### Records from a data source
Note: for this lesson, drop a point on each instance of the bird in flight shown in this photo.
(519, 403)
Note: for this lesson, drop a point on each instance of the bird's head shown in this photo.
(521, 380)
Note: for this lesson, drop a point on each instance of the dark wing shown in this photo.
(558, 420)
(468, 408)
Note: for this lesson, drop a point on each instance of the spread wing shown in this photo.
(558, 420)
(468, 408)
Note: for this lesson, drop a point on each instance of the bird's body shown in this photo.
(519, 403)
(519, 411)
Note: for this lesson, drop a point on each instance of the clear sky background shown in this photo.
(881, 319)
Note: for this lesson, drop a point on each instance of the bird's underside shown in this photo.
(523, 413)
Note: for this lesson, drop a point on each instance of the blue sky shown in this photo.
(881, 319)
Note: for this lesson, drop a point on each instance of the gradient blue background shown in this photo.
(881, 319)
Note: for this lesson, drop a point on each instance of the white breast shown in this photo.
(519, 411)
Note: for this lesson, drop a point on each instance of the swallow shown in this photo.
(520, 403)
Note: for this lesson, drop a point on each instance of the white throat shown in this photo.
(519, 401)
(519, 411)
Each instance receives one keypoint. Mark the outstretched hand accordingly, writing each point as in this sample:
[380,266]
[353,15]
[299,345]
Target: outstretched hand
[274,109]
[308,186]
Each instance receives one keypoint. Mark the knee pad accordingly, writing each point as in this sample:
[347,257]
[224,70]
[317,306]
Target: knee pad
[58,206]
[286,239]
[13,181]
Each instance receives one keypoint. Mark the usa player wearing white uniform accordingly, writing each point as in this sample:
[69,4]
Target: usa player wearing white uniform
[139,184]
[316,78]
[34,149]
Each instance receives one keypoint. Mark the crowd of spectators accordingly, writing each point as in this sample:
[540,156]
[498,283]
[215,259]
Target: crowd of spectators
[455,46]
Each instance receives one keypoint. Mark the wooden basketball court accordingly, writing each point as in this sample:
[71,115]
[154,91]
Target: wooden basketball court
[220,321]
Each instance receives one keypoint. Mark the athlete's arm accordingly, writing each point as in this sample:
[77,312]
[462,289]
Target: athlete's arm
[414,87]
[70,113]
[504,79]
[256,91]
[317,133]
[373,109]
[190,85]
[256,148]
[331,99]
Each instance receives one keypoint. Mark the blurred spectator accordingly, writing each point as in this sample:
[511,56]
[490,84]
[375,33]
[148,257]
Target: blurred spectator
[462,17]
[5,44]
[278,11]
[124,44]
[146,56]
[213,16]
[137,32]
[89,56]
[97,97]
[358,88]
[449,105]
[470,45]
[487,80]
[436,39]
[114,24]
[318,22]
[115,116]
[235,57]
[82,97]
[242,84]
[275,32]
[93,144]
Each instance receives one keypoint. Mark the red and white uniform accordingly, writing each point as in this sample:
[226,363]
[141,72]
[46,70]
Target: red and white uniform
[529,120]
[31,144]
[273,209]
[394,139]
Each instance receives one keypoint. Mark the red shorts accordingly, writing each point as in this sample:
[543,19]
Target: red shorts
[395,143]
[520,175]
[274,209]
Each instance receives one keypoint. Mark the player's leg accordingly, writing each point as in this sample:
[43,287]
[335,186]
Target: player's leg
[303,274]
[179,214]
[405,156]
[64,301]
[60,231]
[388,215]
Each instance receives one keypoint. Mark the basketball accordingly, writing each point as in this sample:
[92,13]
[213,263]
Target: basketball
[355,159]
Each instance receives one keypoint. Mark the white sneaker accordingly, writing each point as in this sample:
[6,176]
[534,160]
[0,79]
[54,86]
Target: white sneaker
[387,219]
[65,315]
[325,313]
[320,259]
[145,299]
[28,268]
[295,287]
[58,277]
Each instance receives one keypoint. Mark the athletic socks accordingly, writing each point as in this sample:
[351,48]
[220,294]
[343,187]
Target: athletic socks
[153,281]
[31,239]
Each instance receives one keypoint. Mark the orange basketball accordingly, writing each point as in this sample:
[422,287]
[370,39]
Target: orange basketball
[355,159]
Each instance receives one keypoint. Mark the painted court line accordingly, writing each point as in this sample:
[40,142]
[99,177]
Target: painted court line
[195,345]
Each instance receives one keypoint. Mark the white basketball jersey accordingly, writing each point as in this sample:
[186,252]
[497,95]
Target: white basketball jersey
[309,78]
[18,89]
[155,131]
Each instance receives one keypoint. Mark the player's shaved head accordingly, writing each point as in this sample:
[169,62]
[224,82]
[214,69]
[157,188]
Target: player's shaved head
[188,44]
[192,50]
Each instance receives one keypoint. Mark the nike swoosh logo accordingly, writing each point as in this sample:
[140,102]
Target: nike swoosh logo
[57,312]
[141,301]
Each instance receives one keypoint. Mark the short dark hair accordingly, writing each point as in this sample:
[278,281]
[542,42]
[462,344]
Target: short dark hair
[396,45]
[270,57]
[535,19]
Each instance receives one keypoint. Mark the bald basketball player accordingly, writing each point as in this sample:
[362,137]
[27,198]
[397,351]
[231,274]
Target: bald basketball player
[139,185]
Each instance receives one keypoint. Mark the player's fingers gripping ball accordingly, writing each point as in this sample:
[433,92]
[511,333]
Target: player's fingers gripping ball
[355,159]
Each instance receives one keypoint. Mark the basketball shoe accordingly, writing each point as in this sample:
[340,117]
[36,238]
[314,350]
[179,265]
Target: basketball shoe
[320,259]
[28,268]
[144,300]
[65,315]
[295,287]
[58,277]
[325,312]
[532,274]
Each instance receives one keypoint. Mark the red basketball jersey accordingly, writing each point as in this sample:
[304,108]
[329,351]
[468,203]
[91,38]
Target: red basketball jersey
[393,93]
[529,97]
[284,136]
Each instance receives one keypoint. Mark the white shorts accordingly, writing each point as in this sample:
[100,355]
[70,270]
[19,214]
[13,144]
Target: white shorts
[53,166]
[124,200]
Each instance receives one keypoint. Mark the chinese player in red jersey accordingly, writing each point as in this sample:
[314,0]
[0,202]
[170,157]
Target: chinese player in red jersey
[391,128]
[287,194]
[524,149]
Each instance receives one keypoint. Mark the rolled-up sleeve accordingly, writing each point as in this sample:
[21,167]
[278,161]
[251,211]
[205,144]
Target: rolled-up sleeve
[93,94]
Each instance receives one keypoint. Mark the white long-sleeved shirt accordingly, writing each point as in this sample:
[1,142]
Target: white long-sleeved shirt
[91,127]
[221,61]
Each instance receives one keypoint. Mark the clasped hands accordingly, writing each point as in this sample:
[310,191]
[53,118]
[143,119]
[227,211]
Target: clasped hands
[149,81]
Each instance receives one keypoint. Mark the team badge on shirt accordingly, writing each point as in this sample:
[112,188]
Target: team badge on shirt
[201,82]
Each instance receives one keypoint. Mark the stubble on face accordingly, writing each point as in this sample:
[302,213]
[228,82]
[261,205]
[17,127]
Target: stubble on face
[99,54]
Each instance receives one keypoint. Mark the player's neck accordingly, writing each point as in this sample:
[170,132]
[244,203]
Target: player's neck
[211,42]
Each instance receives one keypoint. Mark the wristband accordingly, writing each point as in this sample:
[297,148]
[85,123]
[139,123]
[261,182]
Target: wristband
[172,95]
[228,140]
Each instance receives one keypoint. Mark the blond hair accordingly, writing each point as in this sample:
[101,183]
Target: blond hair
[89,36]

### Your instructions
What is wanted is an exact copy of the data.

### Result below
Note: for this lesson, drop a point on each instance of the bird in flight shown in this photo.
(519, 403)
Note: for this lesson, drop a point on each instance of the bird's head shown in this photo.
(521, 380)
Note: for this lesson, drop a point on each instance of the dark wing shown in this photo.
(558, 420)
(468, 408)
Note: for this lesson, drop a point on each instance of the spread wing shown in this photo.
(558, 420)
(468, 408)
Note: for this lesson, drop a point on each instance of the bird's body shown in this photo.
(519, 403)
(519, 411)
Note: for this lesson, drop a point on each instance of the clear sky background shown in this photo.
(881, 319)
Note: for this lesson, drop a point on each instance of the bird's underside shown in this photo.
(523, 413)
Note: for this lesson, drop a point on each instance of the blue sky shown in this photo.
(881, 319)
Note: for this lesson, drop a point on each instance of the gradient blue background shown in this photo.
(881, 319)
Note: for this lesson, drop a point on each instance of the white breast shown in this photo.
(519, 411)
Note: for this lesson, drop a point on each instance of the swallow shown in this photo.
(520, 403)
Note: for this lesson, drop a point on each instance of the white throat shown in this photo.
(519, 401)
(519, 411)
Each instance receives one keypoint. Mark the outstretched hand accordingly, writing each point as in this sample:
[380,266]
[353,15]
[299,345]
Target: outstretched hand
[274,109]
[308,186]
Each instance receives one keypoint. Mark the knee pad accordingly, writing each point as in this sample:
[347,257]
[224,70]
[317,306]
Target: knee pad
[58,206]
[286,239]
[13,181]
Each instance receives one keypoint. Mark the usa player wearing white uniform accordingly, writing each point as in this sample:
[69,4]
Target: usa player wearing white uniform
[139,184]
[316,78]
[34,149]
Each instance receives one keypoint. Mark the crowd of spectators accordingly, writing each point as in this sample:
[540,156]
[498,283]
[215,259]
Target: crowd of spectators
[455,46]
Each instance receives one keypoint. Mark the wooden basketball court accordingly, writing each point as in this sample:
[71,115]
[154,91]
Target: wooden basketball court
[220,321]
Each instance receives one keypoint. Mark the athlete's arm accordingly, writing each point as in this sample:
[77,312]
[462,289]
Target: athlete's arm
[414,87]
[70,113]
[504,79]
[256,91]
[317,133]
[373,109]
[190,85]
[256,148]
[331,99]
Each instance receives one keypoint. Mark the blurred spectator accordingly, writing each point as in this sample:
[511,56]
[490,84]
[375,33]
[148,257]
Target: blurred spectator
[462,17]
[5,44]
[278,11]
[124,44]
[146,56]
[213,16]
[137,32]
[89,56]
[97,97]
[358,88]
[449,105]
[470,45]
[487,80]
[436,39]
[114,24]
[318,22]
[115,116]
[235,57]
[82,97]
[242,84]
[275,32]
[93,144]
Each instance receives one keypoint. Mark the red and white uniform accordingly, writing each point as in this sample:
[226,363]
[141,72]
[46,70]
Target: red and white uniform
[529,120]
[31,144]
[273,209]
[394,139]
Each instance receives one keypoint. Mark the red shorts accordingly, writing each point as in this sample:
[543,19]
Target: red shorts
[395,143]
[520,175]
[274,209]
Each instance receives one keypoint. Mark the player's leg accordingly, writing each point as in this sample:
[43,287]
[335,186]
Target: player's leg
[303,274]
[179,214]
[405,156]
[64,301]
[60,231]
[388,215]
Each instance receives one keypoint. Mark the basketball accordingly, writing each point as in this sample:
[92,13]
[213,263]
Target: basketball
[355,159]
Each instance receives one keypoint. Mark the white sneaker accordingly, writing each point as in this sample:
[6,176]
[534,160]
[0,79]
[54,86]
Target: white sneaker
[387,219]
[65,315]
[325,313]
[320,259]
[145,299]
[28,268]
[295,287]
[58,277]
Each instance receives one keypoint. Mark the athletic socks accordingly, writing each point as in this sample:
[351,48]
[220,294]
[343,187]
Target: athletic socks
[153,281]
[31,239]
Each instance receives one keypoint. Mark the orange basketball accordingly, writing each point as in this sample:
[422,287]
[370,39]
Target: orange basketball
[355,159]
Each instance receives one keypoint. Mark the painted court line accordingly, writing each point as in this sample:
[40,142]
[99,177]
Target: painted court line
[195,345]
Each instance receives one keypoint. Mark the white basketball jersey accordingly, writing each point as in this sample:
[186,252]
[497,95]
Target: white basketball jersey
[309,78]
[18,89]
[155,131]
Each instance receives one keypoint. Mark the player's shaved head accordingly, writing each point as in this sample:
[169,62]
[224,82]
[214,69]
[157,188]
Target: player's shaved head
[188,44]
[192,50]
Each instance receives one keypoint. Mark the nike swoosh logo accordingly, writing each point as in this sample:
[140,102]
Target: nike swoosh logo
[57,312]
[141,301]
Each instance receives one keypoint. Mark the short dark hair accordingly, writing each point as in this sample:
[278,281]
[542,42]
[462,344]
Target: short dark hair
[396,45]
[270,57]
[535,19]
Each instance receives one keypoint. Mark the bald basketball player accordingly, writing each point as in this sample:
[362,137]
[27,198]
[397,351]
[231,274]
Target: bald basketball player
[139,185]
Each instance receives one keypoint. Mark the player's fingers gripping ball accordingly, writing each point as in this sample:
[433,92]
[511,333]
Target: player's fingers gripping ball
[355,159]
Each instance receives one keypoint. Mark the basketball shoe accordingly, writing each point as in this sample:
[340,117]
[36,238]
[314,350]
[179,265]
Target: basketball shoe
[320,259]
[28,268]
[144,300]
[65,315]
[295,287]
[58,277]
[325,312]
[532,274]
Each instance receives one keypoint. Mark the red basketball jersey accordingly, writing each point as in this sample:
[304,108]
[329,351]
[468,203]
[91,38]
Target: red basketball jersey
[393,93]
[529,97]
[284,136]
Each instance receives one keypoint. Mark the white shorts accordingly, writing each point as in this sample:
[100,355]
[70,270]
[19,214]
[13,144]
Target: white shorts
[53,166]
[124,200]
Each instance receives one keypoint. Mark the chinese player in red jersey accordingly, writing each point as in this sample:
[314,0]
[0,202]
[170,157]
Target: chinese player in red jersey
[391,128]
[287,194]
[524,149]
Each instance receives one keypoint. Mark the rolled-up sleeve accordingly, writing each point as in this sample:
[21,167]
[278,161]
[251,211]
[205,144]
Target: rolled-up sleeve
[93,94]
Each instance receives one keypoint. Mark the white long-sleeved shirt accordingly, writing each point as in this sample:
[1,142]
Target: white long-sleeved shirt
[91,127]
[221,61]
Each instance receives one keypoint. Mark the clasped hands accordingly, writing each point as in this sample:
[310,191]
[53,118]
[143,119]
[227,211]
Target: clasped hands
[149,81]
Each instance receives one keypoint. Mark the team badge on shirt accordingly, writing each point as in this sample:
[112,188]
Target: team badge on shirt
[201,82]
Each instance receives one keypoint. Mark the stubble on face accordingly, writing each point as in this sample:
[302,213]
[228,82]
[261,205]
[17,127]
Target: stubble on face
[99,54]
Each instance receives one keypoint. Mark the player's neck accordingly, writing each point as in this sample:
[170,132]
[244,203]
Target: player's neck
[211,42]
Each instance receives one keypoint. Mark the wristband accordingly, writing each point as in this sample:
[297,148]
[85,123]
[139,123]
[261,182]
Target: wristband
[172,95]
[228,140]
Each instance receives one keypoint. Mark the blond hair accordingly, writing each point as in this sample:
[101,183]
Target: blond hair
[89,36]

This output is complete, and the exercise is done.